[Trecho de um arquivo de dados]
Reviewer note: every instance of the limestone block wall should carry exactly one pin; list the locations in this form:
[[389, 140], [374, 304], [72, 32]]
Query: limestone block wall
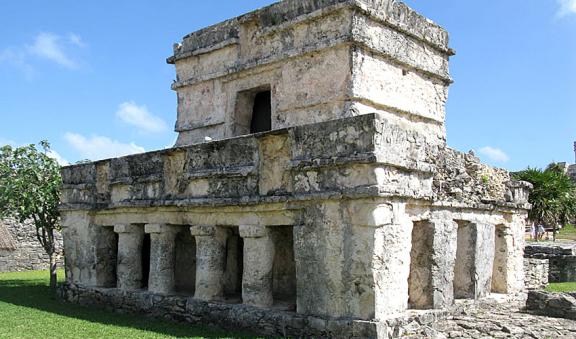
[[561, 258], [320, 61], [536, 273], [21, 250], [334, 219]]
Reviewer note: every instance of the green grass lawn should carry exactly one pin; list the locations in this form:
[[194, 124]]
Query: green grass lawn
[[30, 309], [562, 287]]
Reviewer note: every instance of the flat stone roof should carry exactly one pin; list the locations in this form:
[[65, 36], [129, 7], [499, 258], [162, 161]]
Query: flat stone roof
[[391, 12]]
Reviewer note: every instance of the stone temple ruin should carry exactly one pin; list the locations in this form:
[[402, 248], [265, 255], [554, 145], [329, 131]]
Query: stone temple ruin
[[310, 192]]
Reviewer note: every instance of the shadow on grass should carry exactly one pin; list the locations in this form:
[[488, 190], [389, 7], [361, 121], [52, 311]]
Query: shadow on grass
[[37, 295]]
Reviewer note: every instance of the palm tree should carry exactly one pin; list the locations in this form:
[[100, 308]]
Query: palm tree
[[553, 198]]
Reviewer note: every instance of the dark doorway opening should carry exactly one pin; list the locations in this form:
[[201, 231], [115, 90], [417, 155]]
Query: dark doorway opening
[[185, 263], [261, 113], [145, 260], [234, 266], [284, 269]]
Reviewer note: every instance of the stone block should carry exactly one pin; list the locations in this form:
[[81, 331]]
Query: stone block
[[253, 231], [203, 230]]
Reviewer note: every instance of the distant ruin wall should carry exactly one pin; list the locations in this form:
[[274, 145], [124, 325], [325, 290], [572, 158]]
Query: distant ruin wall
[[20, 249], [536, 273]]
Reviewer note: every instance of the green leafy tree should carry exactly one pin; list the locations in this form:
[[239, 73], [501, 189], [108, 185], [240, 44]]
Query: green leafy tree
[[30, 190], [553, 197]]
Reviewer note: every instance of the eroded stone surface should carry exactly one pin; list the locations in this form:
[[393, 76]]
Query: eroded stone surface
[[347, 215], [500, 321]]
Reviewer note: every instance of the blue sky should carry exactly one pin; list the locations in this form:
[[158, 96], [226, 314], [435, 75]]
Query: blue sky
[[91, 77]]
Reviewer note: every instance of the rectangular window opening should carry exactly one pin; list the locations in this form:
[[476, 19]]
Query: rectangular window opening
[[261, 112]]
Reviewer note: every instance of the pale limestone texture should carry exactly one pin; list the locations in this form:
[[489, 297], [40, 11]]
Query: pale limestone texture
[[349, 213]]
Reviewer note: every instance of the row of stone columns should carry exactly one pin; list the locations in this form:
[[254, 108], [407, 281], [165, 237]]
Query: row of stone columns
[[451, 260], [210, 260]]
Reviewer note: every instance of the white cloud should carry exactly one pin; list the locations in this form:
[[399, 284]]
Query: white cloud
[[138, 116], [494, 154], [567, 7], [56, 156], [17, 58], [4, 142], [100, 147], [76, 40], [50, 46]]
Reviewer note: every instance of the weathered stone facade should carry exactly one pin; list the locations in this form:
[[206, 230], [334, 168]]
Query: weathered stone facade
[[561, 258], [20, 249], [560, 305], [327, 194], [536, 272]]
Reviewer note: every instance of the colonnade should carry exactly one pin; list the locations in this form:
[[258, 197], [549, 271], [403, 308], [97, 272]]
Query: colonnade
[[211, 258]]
...
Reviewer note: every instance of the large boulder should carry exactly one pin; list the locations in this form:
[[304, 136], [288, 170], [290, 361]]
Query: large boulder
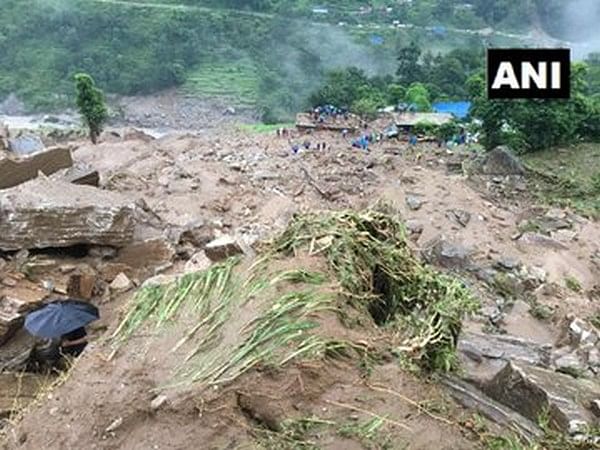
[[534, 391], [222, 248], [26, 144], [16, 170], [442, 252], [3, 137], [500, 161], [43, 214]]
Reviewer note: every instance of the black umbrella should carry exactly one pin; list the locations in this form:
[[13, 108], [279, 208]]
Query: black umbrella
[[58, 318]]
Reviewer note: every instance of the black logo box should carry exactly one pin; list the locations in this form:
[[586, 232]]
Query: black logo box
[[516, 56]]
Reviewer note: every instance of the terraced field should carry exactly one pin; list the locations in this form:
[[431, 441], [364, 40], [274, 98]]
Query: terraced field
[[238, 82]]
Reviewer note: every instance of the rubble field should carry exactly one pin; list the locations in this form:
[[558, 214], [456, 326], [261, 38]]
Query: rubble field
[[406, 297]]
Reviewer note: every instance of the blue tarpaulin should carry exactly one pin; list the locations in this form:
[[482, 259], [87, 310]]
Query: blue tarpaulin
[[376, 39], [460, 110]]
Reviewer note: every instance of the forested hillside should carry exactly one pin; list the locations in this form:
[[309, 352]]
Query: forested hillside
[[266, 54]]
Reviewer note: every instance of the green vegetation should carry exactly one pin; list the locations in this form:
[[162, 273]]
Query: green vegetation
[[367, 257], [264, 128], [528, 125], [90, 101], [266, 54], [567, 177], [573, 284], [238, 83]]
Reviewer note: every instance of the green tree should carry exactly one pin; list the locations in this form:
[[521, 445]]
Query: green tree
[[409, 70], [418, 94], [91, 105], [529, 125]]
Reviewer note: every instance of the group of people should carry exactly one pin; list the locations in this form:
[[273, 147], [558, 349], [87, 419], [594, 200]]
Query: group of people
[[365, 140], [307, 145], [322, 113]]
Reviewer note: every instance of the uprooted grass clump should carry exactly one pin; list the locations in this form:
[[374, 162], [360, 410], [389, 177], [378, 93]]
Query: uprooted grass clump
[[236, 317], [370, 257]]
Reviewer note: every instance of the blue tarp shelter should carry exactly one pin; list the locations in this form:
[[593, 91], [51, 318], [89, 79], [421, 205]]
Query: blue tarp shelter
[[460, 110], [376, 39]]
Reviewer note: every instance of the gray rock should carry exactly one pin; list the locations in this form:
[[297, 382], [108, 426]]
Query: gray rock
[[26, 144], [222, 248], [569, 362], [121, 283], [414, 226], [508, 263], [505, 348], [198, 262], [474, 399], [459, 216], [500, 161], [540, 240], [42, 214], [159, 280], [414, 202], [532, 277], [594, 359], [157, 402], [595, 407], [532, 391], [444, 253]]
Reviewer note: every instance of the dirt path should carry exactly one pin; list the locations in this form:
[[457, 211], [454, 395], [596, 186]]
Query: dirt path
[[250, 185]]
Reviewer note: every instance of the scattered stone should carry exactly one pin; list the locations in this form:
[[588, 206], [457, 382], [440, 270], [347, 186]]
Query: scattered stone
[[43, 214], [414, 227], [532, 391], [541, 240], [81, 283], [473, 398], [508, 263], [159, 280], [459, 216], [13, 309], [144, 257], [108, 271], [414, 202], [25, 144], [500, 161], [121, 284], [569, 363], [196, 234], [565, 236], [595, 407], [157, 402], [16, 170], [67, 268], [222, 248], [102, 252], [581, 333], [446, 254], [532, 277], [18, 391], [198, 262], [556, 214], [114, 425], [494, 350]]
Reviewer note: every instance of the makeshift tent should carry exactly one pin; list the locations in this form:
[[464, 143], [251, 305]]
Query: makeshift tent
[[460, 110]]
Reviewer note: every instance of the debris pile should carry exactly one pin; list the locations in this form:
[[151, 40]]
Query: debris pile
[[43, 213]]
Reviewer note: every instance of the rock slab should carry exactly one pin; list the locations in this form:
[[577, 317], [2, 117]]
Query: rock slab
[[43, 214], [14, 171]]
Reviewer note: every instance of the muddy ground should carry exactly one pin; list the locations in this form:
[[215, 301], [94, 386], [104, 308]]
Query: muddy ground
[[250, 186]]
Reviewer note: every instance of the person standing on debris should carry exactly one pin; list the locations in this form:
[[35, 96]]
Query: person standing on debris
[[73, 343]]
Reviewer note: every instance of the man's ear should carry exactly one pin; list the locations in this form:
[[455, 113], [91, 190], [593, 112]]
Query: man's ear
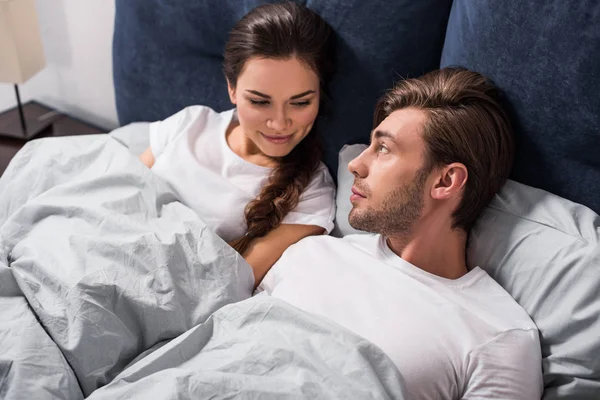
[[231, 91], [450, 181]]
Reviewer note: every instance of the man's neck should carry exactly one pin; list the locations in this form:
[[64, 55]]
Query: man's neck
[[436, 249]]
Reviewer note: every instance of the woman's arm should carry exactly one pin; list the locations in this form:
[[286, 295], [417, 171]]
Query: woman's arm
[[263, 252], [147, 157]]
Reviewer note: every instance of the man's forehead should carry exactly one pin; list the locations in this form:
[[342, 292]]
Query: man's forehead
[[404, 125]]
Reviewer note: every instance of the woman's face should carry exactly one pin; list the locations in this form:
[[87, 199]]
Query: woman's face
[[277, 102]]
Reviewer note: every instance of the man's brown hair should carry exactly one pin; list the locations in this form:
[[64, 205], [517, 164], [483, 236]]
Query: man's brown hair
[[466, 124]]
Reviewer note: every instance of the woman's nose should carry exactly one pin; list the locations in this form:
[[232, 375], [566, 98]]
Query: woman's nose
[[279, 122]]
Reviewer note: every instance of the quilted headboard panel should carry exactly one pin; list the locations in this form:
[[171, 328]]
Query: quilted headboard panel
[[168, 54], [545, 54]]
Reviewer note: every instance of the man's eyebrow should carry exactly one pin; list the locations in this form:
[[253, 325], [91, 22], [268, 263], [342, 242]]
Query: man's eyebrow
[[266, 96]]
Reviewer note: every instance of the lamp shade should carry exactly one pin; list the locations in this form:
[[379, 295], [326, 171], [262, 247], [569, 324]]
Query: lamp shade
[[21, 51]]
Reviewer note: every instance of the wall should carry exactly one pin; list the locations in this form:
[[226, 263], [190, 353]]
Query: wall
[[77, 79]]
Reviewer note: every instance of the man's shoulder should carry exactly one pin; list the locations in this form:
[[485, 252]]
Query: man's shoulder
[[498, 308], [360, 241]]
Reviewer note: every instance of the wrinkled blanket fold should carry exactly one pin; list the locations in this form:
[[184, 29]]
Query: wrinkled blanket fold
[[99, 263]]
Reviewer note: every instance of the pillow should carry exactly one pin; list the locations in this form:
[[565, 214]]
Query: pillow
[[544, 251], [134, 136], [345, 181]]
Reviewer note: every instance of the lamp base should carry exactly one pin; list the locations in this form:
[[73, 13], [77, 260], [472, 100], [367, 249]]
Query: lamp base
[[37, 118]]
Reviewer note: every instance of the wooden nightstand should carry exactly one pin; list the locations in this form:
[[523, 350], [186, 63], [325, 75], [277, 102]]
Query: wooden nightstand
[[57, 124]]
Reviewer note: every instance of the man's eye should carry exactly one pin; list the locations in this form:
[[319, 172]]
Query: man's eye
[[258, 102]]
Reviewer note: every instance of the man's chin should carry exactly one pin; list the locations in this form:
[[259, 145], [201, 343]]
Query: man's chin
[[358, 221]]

| Seu objetivo |
Transforme em uma lista JSON de strings, uma por linha e sem linhas em branco, somente o trecho da listagem que começa na linha que contém "Reviewer note: every instance of the debris" e termina depois da linha que contém "[[266, 96]]", com as duas incluídas. Deixe as imagens fora da resposta.

| Solução da tarefa |
[
  "Reviewer note: every instance of the debris pile should carry exactly one pin; list the locations in this form:",
  "[[151, 40]]",
  "Query: debris pile",
  "[[43, 213]]",
  "Reviewer note: every instance of the rock slab should carry exactly one pin; list the locations in this form:",
  "[[577, 317], [2, 117]]",
  "Query: rock slab",
  "[[43, 214], [14, 171]]",
  "Reviewer note: every instance of the muddy ground should carry exactly one pin; list the locations in this form:",
  "[[215, 301], [94, 386], [104, 308]]",
  "Query: muddy ground",
  "[[250, 186]]",
  "Reviewer note: every instance of the person standing on debris should carry exactly one pin; list the locations in this form:",
  "[[35, 96]]",
  "Query: person standing on debris",
  "[[73, 343]]",
  "Reviewer note: every instance of the man's ear should carry exactly one pin; list the locations in this form:",
  "[[455, 113], [91, 190], [593, 112]]",
  "Query: man's ear",
  "[[231, 91], [450, 181]]",
  "Reviewer note: every instance of the man's neck should carry exactly one pin; list the locations in this form:",
  "[[64, 55]]",
  "Query: man's neck",
  "[[436, 249]]",
  "Reviewer note: every instance of the woman's arm should carry exactly one pin; list the locations in this form:",
  "[[286, 295], [417, 171]]",
  "Query: woman's arm",
  "[[263, 252], [147, 157]]",
  "Reviewer note: every instance of the man's forehead should carry exactly one pin; list the locations in this form:",
  "[[342, 292]]",
  "Query: man's forehead",
  "[[404, 125]]",
  "Reviewer note: every instance of the woman's face should carry exactly one pin; list the locations in this form:",
  "[[87, 199]]",
  "Query: woman's face",
  "[[277, 102]]",
  "Reviewer note: every instance of the man's brown hair should carry exactly one pin; list the locations in this form:",
  "[[64, 205], [517, 164], [483, 236]]",
  "Query: man's brown hair",
  "[[466, 124]]",
  "Reviewer note: every instance of the woman's nose should carry exactly one pin; list the locations in this form:",
  "[[232, 375], [566, 98]]",
  "Query: woman's nose",
  "[[279, 122]]",
  "Reviewer note: every instance of the quilted headboard panel should carry exactly one pin; list the locations in this form:",
  "[[171, 328]]",
  "Query: quilted headboard panel",
  "[[168, 54], [545, 54]]",
  "Reviewer note: every instance of the man's eyebrow should carry exactly one pin; list the locations in this form:",
  "[[253, 325], [91, 22], [268, 263], [342, 242]]",
  "Query: man's eyebrow",
  "[[266, 96]]"
]